MATERIAL TO PROCESS ::
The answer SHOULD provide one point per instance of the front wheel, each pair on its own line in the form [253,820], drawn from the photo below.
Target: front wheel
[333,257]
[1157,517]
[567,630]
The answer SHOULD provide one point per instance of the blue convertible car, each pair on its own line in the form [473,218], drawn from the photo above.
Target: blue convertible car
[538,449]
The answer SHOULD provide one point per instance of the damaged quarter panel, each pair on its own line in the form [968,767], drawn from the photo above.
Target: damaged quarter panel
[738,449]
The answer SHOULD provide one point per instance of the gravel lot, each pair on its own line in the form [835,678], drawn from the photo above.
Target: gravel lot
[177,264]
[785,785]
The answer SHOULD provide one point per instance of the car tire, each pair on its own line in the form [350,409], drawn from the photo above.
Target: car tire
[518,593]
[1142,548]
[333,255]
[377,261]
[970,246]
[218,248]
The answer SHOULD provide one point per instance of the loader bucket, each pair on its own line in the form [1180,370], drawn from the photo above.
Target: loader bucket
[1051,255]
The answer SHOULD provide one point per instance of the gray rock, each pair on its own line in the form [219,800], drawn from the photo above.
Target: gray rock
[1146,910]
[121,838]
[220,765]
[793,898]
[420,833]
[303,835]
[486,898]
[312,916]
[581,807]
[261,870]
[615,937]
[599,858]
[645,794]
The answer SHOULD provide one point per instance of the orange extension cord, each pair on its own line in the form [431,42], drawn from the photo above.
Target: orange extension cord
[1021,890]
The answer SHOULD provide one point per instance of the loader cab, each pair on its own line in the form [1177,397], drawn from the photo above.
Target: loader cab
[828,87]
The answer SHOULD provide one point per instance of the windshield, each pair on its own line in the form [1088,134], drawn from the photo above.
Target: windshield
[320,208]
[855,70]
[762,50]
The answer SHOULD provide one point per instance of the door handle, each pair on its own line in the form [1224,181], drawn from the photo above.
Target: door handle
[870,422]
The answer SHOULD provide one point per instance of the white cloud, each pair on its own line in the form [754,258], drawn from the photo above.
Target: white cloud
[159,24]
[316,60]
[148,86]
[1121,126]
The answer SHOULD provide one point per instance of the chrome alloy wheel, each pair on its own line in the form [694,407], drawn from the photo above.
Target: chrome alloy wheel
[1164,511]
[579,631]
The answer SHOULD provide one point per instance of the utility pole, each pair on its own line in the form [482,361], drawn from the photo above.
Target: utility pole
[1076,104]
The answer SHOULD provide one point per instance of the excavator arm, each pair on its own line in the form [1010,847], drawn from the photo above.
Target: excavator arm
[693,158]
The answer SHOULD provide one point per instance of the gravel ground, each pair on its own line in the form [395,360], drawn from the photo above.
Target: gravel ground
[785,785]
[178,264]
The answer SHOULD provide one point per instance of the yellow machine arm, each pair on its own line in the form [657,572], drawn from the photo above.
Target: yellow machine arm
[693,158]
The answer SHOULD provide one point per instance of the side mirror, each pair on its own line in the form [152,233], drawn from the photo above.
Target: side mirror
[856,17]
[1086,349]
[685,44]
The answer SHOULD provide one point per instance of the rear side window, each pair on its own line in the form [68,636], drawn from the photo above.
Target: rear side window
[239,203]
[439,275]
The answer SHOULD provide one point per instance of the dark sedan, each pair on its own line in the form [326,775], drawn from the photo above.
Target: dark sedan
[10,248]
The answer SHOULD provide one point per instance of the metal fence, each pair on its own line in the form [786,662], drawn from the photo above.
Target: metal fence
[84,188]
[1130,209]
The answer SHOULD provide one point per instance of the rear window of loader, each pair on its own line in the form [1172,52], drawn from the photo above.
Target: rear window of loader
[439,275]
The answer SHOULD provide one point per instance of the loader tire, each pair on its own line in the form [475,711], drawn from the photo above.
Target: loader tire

JOB :: Copy all of the entries above word for word, keeping every line as it stands.

ANSWER TO THE PROBLEM ::
The answer SHOULD provide one point per instance of the front wheel, each pair on its own line in the form [253,820], drawn from the photo below.
Target: front wheel
[333,257]
[1157,517]
[567,630]
The answer SHOULD provide one point per instance of the blue convertible car, each pair on its own line in the form [473,218], drawn from the photo above.
Target: blue convertible car
[538,449]
The answer SHOULD provide one point per instance of the damaged quarter panel, each pair on its own line in the form [968,767], drawn from the photo above.
Target: damaged quarter panel
[738,449]
The answer SHOULD provide one point per instance of the gravel lot, each pair on its own line in the form [835,678], drawn from the photo above.
Target: gravel lot
[177,264]
[785,785]
The answer SHOULD provide one point per instance of the car tire, each pair on its own line in the form [350,409], drawn from the photo above.
Target: car tire
[518,593]
[1142,548]
[333,255]
[377,261]
[970,246]
[218,248]
The answer SHOULD provide one point per instance of the loader bucket, each pair on its own line in the form [1180,370], drawn from the photo above.
Target: loader bucket
[1051,255]
The answer SHOULD provide one point per instance of the gray rock, each pair on its own line in the form [219,800], drawn from the photo above.
Target: gray rock
[1146,910]
[121,838]
[220,765]
[793,898]
[420,833]
[303,835]
[486,898]
[312,916]
[581,807]
[261,870]
[615,937]
[599,858]
[645,794]
The answer SHOULD provide one point per instance of the orange extension cord, each pair on its own line in the form [431,42], drawn from the photo above.
Target: orange extension cord
[1021,890]
The answer SHOULD provide one point per instance of the loader cab, each pair on its own line in the form [1177,397], drawn from the photo above.
Target: loader cab
[828,87]
The answer SHOULD provide one point per instance of the windshield, each pair on its own line in the form [1088,134], drawn from the photo above.
Target: windshield
[320,208]
[855,70]
[762,50]
The answer SHOULD provide one point per instance of the door handle, each pair on its own line in the form [1224,181], drawn from the photo above.
Target: door handle
[870,422]
The answer SHOULD provide one point per instance of the white cloud, each pair on its own line in the form [754,258], drawn from the photo above.
Target: white cloud
[159,24]
[316,60]
[148,86]
[1121,126]
The answer SHOULD provide one point per instance of the chrome alloy wheel, each pair on its own line in the form [694,407], drawn from the photo above.
Target: chrome alloy wheel
[1164,511]
[579,631]
The answer SHOULD provide one point per instance of the utility pole, each pair on its own line in the form [482,361], drawn from the photo above.
Target: utility pole
[1076,104]
The answer SHOULD provide one point per instance of the excavator arm, each pair on its own line in the form [1010,847], drawn from the photo above.
Target: excavator arm
[693,158]
The answer SHOULD provide one point per instance of the gravel ground, each pair on its own line in the form [395,360], drawn from the photo above.
Target: gravel ground
[785,785]
[178,264]
The answer SHOULD provide one point per instance of the yellow machine arm, each pair on its own line in the form [657,572], drawn from the photo above.
Target: yellow machine arm
[693,158]
The answer SHOULD provide one point per instance of the side mirror, each pair on its own line in the form [152,233], drawn from the photo above.
Target: side mirror
[856,17]
[1086,349]
[685,44]
The answer SHOULD provide one point per instance of the rear side window, each pair on its own line in the form [68,636], drawn from the photo above.
Target: rear side window
[239,203]
[439,275]
The answer SHOULD provide one point per instance of the dark sedan, each pair on its own line in the form [326,775], drawn from the photo above.
Target: dark sedan
[10,248]
The answer SHOULD provide one point per instance of the metal fence, each pair on its own line in the form [786,662], drawn from the photo above.
Target: metal fence
[84,188]
[1130,209]
The answer SHOULD provide one point per instance of the rear window of loader, each pair on its own line in the form [1172,52], drawn from the photo above.
Target: rear window of loader
[439,275]
The answer SHOULD provide one point per instance of the loader tire, each pair on its own line in the form [475,711], drawn from the photo above.
Target: loader tire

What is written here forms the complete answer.